## Problem requirements
Every record below should be printed exactly as it appears.

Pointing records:
########################################
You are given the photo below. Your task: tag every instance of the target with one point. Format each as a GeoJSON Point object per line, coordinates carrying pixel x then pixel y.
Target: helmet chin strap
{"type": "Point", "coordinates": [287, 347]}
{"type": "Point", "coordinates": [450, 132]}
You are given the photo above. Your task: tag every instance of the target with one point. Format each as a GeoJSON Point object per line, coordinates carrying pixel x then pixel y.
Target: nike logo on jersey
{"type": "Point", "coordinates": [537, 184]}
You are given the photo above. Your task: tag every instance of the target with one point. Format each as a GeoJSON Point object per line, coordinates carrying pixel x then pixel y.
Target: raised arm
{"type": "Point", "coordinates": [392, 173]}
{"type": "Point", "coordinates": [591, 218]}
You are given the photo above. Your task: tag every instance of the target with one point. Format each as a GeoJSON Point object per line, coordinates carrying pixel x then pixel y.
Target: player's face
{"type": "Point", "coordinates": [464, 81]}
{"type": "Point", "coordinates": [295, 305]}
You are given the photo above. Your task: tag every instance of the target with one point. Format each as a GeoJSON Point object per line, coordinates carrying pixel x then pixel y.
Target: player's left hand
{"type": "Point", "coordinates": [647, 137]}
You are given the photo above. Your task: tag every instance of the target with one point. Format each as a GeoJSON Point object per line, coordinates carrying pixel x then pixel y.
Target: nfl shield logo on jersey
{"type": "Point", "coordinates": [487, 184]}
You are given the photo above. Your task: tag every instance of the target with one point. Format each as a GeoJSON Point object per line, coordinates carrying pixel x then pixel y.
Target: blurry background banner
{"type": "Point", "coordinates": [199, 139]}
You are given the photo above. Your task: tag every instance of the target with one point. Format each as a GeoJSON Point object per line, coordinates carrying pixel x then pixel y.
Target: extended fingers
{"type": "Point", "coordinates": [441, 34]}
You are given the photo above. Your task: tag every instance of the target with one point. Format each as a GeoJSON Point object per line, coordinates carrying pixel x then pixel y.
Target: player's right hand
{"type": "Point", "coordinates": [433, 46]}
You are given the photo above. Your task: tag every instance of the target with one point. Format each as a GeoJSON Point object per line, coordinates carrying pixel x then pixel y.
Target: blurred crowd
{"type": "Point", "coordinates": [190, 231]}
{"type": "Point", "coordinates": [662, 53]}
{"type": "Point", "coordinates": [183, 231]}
########################################
## Solution to this exercise
You are given the photo below. Your task: tag every instance of the target with one point. Format each as a GeoJSON Point object per line, coordinates carrying pixel x then pixel y.
Target: helmet chin strap
{"type": "Point", "coordinates": [287, 347]}
{"type": "Point", "coordinates": [450, 132]}
You are given the photo above. Your task: tag every instance of the target with one point. Format each as a GeoJSON Point object per line, coordinates carrying pixel x then pixel y.
Target: nike logo on jersey
{"type": "Point", "coordinates": [537, 184]}
You are given the photo above. Your task: tag every instance of the target with one point. Format each as a GeoJSON Point object per line, coordinates carrying pixel x then pixel y.
Target: raised arm
{"type": "Point", "coordinates": [392, 173]}
{"type": "Point", "coordinates": [591, 218]}
You are given the photo above. Your task: tag every instance of the target with one point. Format each as a GeoJSON Point object per line, coordinates carrying pixel x then pixel y.
Target: player's face
{"type": "Point", "coordinates": [464, 81]}
{"type": "Point", "coordinates": [295, 305]}
You are given the photo above. Your task: tag every instance of the target with one point. Format each as a GeoJSON Point object per line, coordinates carrying pixel x then pixel y.
Target: player's left hand
{"type": "Point", "coordinates": [647, 137]}
You are given the photo above. Your task: tag every instance of the target with one point. Format each as a GeoJSON Point object per line, coordinates carrying pixel x then pixel y.
Target: nfl shield logo on jersey
{"type": "Point", "coordinates": [487, 184]}
You are given the photo above. Your task: tag every instance of the target with one point. Format each as a GeoJSON Point object per line, coordinates carrying pixel x then pixel y.
Target: blurry background banner
{"type": "Point", "coordinates": [199, 139]}
You are given the photo above. Your task: tag every instance of the target with one point. Format each as a GeoJSON Point object per line, coordinates carrying pixel x then pixel y.
Target: extended fingers
{"type": "Point", "coordinates": [441, 34]}
You are given the photo above. Your task: tag every instance of the target with one point. Format each as a GeoJSON Point object per line, coordinates carrying pixel x then pixel y.
Target: player's right hand
{"type": "Point", "coordinates": [433, 46]}
You are given the photo above. Your task: tag every instance of the target with one point. Format each as a GeoJSON Point object per line, coordinates carrying pixel x then pixel y.
Target: blurred crowd
{"type": "Point", "coordinates": [190, 231]}
{"type": "Point", "coordinates": [662, 53]}
{"type": "Point", "coordinates": [183, 231]}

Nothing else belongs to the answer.